§ Dataset content:

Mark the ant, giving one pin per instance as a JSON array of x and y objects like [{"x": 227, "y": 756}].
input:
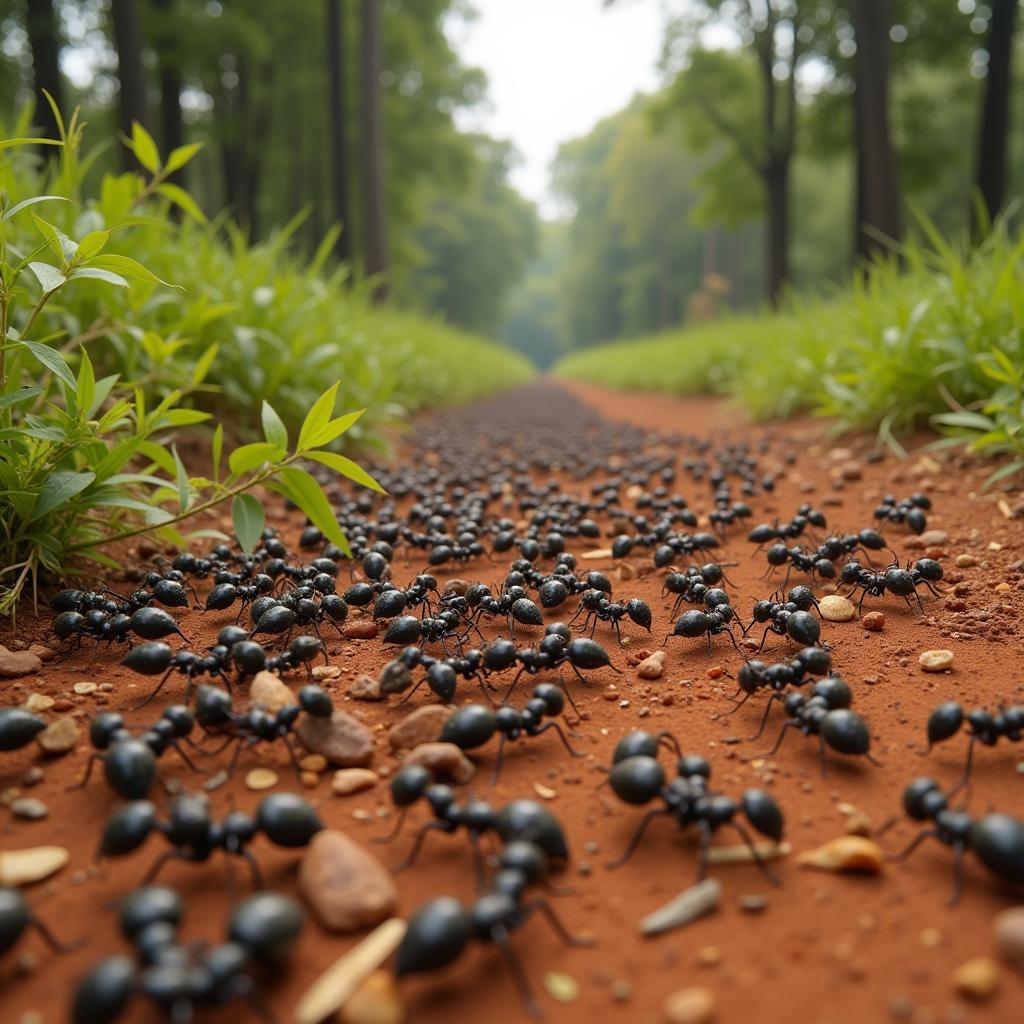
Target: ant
[
  {"x": 285, "y": 818},
  {"x": 130, "y": 761},
  {"x": 985, "y": 727},
  {"x": 997, "y": 840},
  {"x": 791, "y": 619},
  {"x": 639, "y": 777},
  {"x": 213, "y": 710},
  {"x": 908, "y": 510},
  {"x": 473, "y": 725},
  {"x": 179, "y": 978},
  {"x": 901, "y": 582},
  {"x": 826, "y": 714}
]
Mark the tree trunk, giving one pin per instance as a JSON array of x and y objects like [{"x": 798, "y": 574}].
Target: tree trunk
[
  {"x": 338, "y": 112},
  {"x": 991, "y": 173},
  {"x": 375, "y": 226},
  {"x": 128, "y": 42},
  {"x": 44, "y": 41},
  {"x": 777, "y": 233},
  {"x": 168, "y": 56},
  {"x": 878, "y": 179}
]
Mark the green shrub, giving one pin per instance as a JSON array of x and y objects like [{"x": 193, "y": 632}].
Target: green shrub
[{"x": 936, "y": 337}]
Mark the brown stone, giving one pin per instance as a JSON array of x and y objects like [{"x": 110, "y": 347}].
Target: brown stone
[
  {"x": 345, "y": 741},
  {"x": 444, "y": 760},
  {"x": 422, "y": 726},
  {"x": 347, "y": 888}
]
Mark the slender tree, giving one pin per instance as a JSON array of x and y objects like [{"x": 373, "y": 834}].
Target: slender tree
[
  {"x": 44, "y": 41},
  {"x": 878, "y": 201},
  {"x": 992, "y": 140},
  {"x": 338, "y": 109},
  {"x": 169, "y": 64},
  {"x": 375, "y": 220},
  {"x": 128, "y": 43}
]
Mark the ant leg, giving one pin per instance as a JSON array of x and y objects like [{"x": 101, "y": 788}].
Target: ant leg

§ What is required:
Copy out every line of the data above, and shift each answer's points by adding -130 to every x and y coordinate. Leave the numbers in the sample arrays after "like" unchanged, and leave out the picture.

§ Output for this task:
Mark the ant, giving one pin per instance as a JSON array of x and y objects like [{"x": 227, "y": 756}].
input:
Target: ant
[
  {"x": 155, "y": 688},
  {"x": 0, "y": 631},
  {"x": 855, "y": 597},
  {"x": 867, "y": 710},
  {"x": 661, "y": 489},
  {"x": 509, "y": 647},
  {"x": 83, "y": 580},
  {"x": 778, "y": 380},
  {"x": 343, "y": 595},
  {"x": 49, "y": 848},
  {"x": 771, "y": 452},
  {"x": 696, "y": 584}
]
Mark the tree trunk, giving one pin per instance as a JSON array of x and y objects like [{"x": 798, "y": 574}].
Target: tree trunk
[
  {"x": 208, "y": -18},
  {"x": 861, "y": 43},
  {"x": 245, "y": 96},
  {"x": -2, "y": -88},
  {"x": -86, "y": -89},
  {"x": 647, "y": 103},
  {"x": 38, "y": -74},
  {"x": 748, "y": 49}
]
Mark the green shrub, giving one pin per instance as a JSON array of x and y objects like [{"x": 193, "y": 632}].
Target: green shrub
[{"x": 806, "y": 207}]
Mark the brown stone, giving one pin per instance as a JSON array of x and y objects like [{"x": 110, "y": 347}].
Target: brown stone
[
  {"x": 215, "y": 611},
  {"x": 314, "y": 630},
  {"x": 292, "y": 596},
  {"x": 217, "y": 758}
]
Mark the slender tree, giving one pin per instance as a JSON array of x and y objects like [{"x": 373, "y": 834}].
Target: slender tree
[
  {"x": -86, "y": -89},
  {"x": 748, "y": 71},
  {"x": 862, "y": 10},
  {"x": 208, "y": -21},
  {"x": 39, "y": -66},
  {"x": 245, "y": 90},
  {"x": -2, "y": -87}
]
Mark the ant leg, giving one pin per instance as a JSON array of x and y objects like [{"x": 101, "y": 788}].
Target: ant leg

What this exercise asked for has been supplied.